### Task directions
Your answer must consist of the records exactly as given, with no pictures included.

Segmentation mask data:
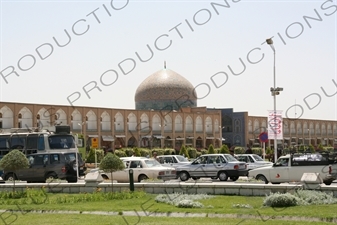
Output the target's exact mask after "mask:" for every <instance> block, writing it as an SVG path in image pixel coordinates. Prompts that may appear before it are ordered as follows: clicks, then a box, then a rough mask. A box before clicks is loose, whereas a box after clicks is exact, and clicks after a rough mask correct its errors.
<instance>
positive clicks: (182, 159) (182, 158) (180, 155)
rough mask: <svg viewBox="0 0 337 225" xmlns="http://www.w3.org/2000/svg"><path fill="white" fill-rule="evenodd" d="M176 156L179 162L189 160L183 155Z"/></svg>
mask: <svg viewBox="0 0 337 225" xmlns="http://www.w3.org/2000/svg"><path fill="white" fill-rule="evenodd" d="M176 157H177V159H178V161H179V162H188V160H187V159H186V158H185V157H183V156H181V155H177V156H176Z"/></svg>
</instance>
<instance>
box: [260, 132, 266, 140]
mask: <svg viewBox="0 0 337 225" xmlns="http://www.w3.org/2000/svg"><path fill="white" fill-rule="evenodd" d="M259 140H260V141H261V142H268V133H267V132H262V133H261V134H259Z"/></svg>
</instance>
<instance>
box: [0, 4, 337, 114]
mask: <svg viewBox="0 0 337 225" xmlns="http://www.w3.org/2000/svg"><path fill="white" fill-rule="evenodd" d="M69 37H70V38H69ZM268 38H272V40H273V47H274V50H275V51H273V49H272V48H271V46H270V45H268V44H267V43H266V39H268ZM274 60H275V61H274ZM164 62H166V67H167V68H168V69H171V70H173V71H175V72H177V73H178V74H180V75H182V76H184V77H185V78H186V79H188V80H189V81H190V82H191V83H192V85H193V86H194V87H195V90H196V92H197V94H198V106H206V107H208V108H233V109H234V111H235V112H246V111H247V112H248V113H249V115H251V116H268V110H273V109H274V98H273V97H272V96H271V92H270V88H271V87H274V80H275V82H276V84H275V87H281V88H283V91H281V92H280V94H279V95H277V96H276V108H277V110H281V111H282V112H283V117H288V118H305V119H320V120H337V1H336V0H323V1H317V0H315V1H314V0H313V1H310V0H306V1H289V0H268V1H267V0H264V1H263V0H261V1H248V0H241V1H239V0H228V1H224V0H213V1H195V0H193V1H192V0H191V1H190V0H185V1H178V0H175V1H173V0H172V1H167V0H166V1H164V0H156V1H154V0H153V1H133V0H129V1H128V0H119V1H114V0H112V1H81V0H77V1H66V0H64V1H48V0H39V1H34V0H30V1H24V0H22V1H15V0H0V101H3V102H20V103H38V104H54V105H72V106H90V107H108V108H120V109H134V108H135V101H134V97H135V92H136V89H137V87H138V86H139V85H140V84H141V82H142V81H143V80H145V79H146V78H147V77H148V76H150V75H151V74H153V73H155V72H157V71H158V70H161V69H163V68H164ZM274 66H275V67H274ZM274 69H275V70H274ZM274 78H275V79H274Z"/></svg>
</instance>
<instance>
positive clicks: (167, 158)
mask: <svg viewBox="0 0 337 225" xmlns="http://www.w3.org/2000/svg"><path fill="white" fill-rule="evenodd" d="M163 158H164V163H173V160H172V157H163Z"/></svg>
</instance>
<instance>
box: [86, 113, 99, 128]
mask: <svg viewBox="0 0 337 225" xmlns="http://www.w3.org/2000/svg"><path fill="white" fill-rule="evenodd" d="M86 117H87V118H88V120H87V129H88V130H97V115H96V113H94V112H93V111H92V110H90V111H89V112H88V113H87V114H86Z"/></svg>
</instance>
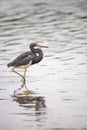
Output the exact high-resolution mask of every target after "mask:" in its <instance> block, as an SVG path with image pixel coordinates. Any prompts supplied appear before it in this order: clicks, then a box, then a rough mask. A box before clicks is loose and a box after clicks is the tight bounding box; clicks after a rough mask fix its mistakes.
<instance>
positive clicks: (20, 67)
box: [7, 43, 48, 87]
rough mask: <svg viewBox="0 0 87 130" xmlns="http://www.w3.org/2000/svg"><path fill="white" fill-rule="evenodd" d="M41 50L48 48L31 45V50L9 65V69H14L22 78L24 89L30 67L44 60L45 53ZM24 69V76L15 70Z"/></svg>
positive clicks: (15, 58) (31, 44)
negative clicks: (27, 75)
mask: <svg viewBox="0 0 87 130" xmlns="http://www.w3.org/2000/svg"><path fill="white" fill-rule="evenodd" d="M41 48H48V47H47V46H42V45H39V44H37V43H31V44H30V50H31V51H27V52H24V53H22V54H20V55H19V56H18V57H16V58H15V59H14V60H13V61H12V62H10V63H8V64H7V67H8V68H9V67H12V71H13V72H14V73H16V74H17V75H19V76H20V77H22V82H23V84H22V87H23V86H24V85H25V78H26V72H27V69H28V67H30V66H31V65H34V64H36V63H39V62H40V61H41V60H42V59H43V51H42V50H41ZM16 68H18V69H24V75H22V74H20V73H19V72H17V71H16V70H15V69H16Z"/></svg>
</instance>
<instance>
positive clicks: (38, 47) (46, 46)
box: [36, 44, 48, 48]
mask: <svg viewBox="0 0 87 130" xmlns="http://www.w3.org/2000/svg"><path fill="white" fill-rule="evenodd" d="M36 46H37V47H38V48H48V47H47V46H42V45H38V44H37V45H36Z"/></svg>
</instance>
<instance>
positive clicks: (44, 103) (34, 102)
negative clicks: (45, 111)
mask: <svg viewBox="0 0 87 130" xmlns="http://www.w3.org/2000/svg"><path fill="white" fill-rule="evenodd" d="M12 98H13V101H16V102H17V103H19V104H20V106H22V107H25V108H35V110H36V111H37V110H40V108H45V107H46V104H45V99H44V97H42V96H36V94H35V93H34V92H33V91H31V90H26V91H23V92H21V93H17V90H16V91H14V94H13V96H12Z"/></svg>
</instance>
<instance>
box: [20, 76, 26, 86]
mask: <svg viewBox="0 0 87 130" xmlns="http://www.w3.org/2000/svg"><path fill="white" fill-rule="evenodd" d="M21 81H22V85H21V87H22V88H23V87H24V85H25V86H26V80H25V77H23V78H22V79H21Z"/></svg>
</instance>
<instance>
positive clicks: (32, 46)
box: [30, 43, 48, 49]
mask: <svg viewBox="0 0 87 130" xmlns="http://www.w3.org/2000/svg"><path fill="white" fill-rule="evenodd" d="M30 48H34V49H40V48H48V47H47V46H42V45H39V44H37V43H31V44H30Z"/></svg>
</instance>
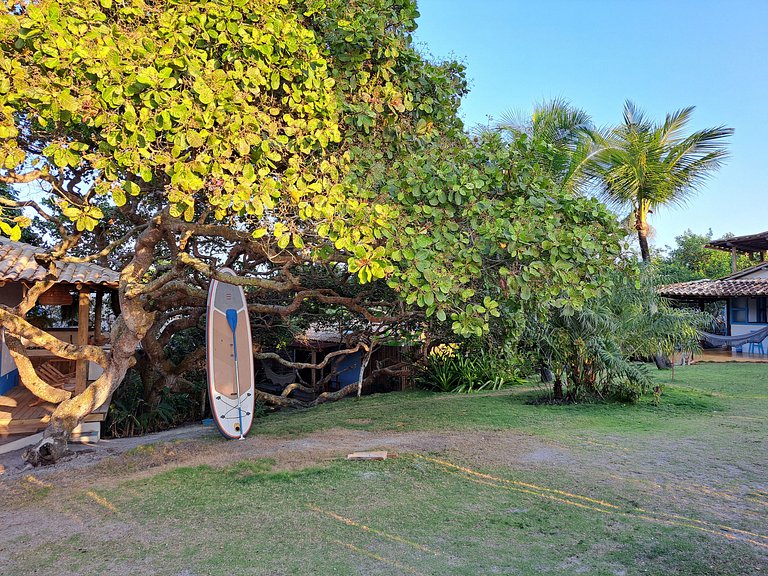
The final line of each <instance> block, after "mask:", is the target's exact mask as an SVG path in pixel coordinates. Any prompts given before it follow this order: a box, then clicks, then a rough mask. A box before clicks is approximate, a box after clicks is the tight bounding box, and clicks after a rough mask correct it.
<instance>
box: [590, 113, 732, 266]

### Worked solution
Output the target's exact mask after "mask:" for every <instance> block, writing it as an SVG path in image pixel coordinates. Prompts that may appear before it are ordered as follows: clicks, then a box, then a rough mask. A box before clicks is loose, whereas a box after clicks is exact, and clicks after a rough mask correct its errors.
<instance>
positive clicks: (182, 159) (182, 158) (180, 155)
rough mask: <svg viewBox="0 0 337 225" xmlns="http://www.w3.org/2000/svg"><path fill="white" fill-rule="evenodd" d="M176 156L179 162L189 160L183 155Z"/></svg>
mask: <svg viewBox="0 0 337 225" xmlns="http://www.w3.org/2000/svg"><path fill="white" fill-rule="evenodd" d="M176 157H177V159H178V161H179V162H188V160H187V159H186V158H185V157H183V156H181V155H177V156H176Z"/></svg>
</instance>
<instance>
box: [260, 132, 266, 140]
mask: <svg viewBox="0 0 337 225" xmlns="http://www.w3.org/2000/svg"><path fill="white" fill-rule="evenodd" d="M259 140H260V141H261V142H268V133H267V132H262V133H261V134H259Z"/></svg>
</instance>
<instance>
box: [0, 4, 337, 114]
mask: <svg viewBox="0 0 337 225" xmlns="http://www.w3.org/2000/svg"><path fill="white" fill-rule="evenodd" d="M69 37H70V38H69ZM268 38H272V40H273V47H274V50H275V51H273V49H272V48H271V46H270V45H268V44H267V43H266V39H268ZM274 60H275V61H274ZM164 62H166V67H167V68H168V69H171V70H173V71H175V72H177V73H178V74H180V75H182V76H184V77H185V78H186V79H188V80H189V81H190V82H191V83H192V85H193V86H194V87H195V90H196V92H197V94H198V106H206V107H208V108H233V109H234V111H235V112H246V111H247V112H248V113H249V115H251V116H268V110H273V109H274V98H273V97H272V96H271V92H270V88H271V87H274V80H275V82H276V84H275V87H281V88H283V91H281V92H280V94H279V95H277V96H276V108H277V110H281V111H282V112H283V117H288V118H305V119H320V120H337V1H336V0H323V1H317V0H315V1H314V0H313V1H310V0H306V1H289V0H268V1H267V0H264V1H263V0H261V1H248V0H241V1H239V0H228V1H224V0H213V1H195V0H193V1H192V0H191V1H190V0H185V1H178V0H175V1H173V0H172V1H167V0H166V1H164V0H156V1H154V0H153V1H133V0H129V1H128V0H119V1H114V0H112V1H81V0H77V1H66V0H64V1H48V0H39V1H34V0H30V1H24V0H22V1H15V0H0V101H3V102H20V103H38V104H54V105H72V106H90V107H108V108H120V109H134V108H135V101H134V97H135V92H136V89H137V87H138V86H139V85H140V84H141V82H142V81H143V80H145V79H146V78H147V77H148V76H150V75H151V74H153V73H155V72H157V71H158V70H161V69H163V68H164ZM274 66H275V67H274ZM274 69H275V70H274ZM274 78H275V79H274Z"/></svg>
</instance>
<instance>
positive clicks: (167, 158)
mask: <svg viewBox="0 0 337 225" xmlns="http://www.w3.org/2000/svg"><path fill="white" fill-rule="evenodd" d="M163 158H164V163H173V160H172V157H163Z"/></svg>
</instance>
<instance>
box: [86, 113, 99, 128]
mask: <svg viewBox="0 0 337 225" xmlns="http://www.w3.org/2000/svg"><path fill="white" fill-rule="evenodd" d="M86 117H87V118H88V120H87V129H88V130H97V115H96V113H94V112H93V111H92V110H90V111H89V112H88V113H87V114H86Z"/></svg>
</instance>
Output the exact high-resolution mask of every target after "mask:" in its <instance> block, as an SVG path with image pixel coordinates. Any prompts supplied appear before it in this order: clicks, then a box, then a rough mask. A box before clicks is loose and a box after clicks is the tight bounding box; clicks after a rough mask fix its mistakes.
<instance>
positive clicks: (20, 67)
box: [7, 43, 48, 87]
rough mask: <svg viewBox="0 0 87 130" xmlns="http://www.w3.org/2000/svg"><path fill="white" fill-rule="evenodd" d="M41 50L48 48L31 45V50L9 65V69H14L22 78L24 89L30 67L44 60L45 53ZM24 69V76L15 70Z"/></svg>
positive clicks: (15, 58) (31, 44)
negative clicks: (27, 75)
mask: <svg viewBox="0 0 87 130" xmlns="http://www.w3.org/2000/svg"><path fill="white" fill-rule="evenodd" d="M41 48H48V47H47V46H42V45H39V44H37V43H31V44H30V50H31V51H27V52H24V53H22V54H20V55H19V56H18V57H16V58H15V59H14V60H13V61H12V62H10V63H8V64H7V67H8V68H9V67H12V71H13V72H14V73H16V74H17V75H19V76H20V77H22V82H23V84H22V87H23V86H24V85H25V78H26V72H27V69H28V67H30V66H31V65H34V64H36V63H39V62H40V61H41V60H42V59H43V51H42V50H41ZM16 68H18V69H24V75H22V74H20V73H19V72H17V71H16V70H15V69H16Z"/></svg>
</instance>
<instance>
positive clicks: (38, 47) (46, 46)
box: [36, 44, 48, 48]
mask: <svg viewBox="0 0 87 130" xmlns="http://www.w3.org/2000/svg"><path fill="white" fill-rule="evenodd" d="M36 46H37V47H38V48H48V47H47V46H42V45H38V44H37V45H36Z"/></svg>
</instance>
<instance>
positive clicks: (44, 103) (34, 102)
negative clicks: (45, 111)
mask: <svg viewBox="0 0 87 130" xmlns="http://www.w3.org/2000/svg"><path fill="white" fill-rule="evenodd" d="M12 98H13V101H16V102H17V103H19V104H20V106H22V107H25V108H35V110H36V111H37V110H40V108H45V107H46V104H45V99H44V97H42V96H36V94H35V93H34V92H33V91H31V90H26V91H23V92H21V93H17V90H16V91H14V94H13V96H12Z"/></svg>
</instance>
<instance>
box: [20, 76, 26, 86]
mask: <svg viewBox="0 0 87 130" xmlns="http://www.w3.org/2000/svg"><path fill="white" fill-rule="evenodd" d="M21 81H22V85H21V87H22V88H23V87H24V85H25V86H26V80H25V77H23V78H22V79H21Z"/></svg>
</instance>
<instance>
positive clicks: (32, 46)
box: [30, 43, 48, 49]
mask: <svg viewBox="0 0 87 130" xmlns="http://www.w3.org/2000/svg"><path fill="white" fill-rule="evenodd" d="M30 48H34V49H40V48H48V47H47V46H42V45H39V44H37V43H31V44H30Z"/></svg>
</instance>
The final line of each <instance> block, after "mask:", is the target's exact mask as an SVG path in pixel coordinates. Any prompts given before it follow this order: a box, then clicks, then a rough mask. A box before clicks is approximate, a box after clicks is the tight bounding box, and clicks after a rough mask correct it.
<instance>
box: [590, 113, 732, 266]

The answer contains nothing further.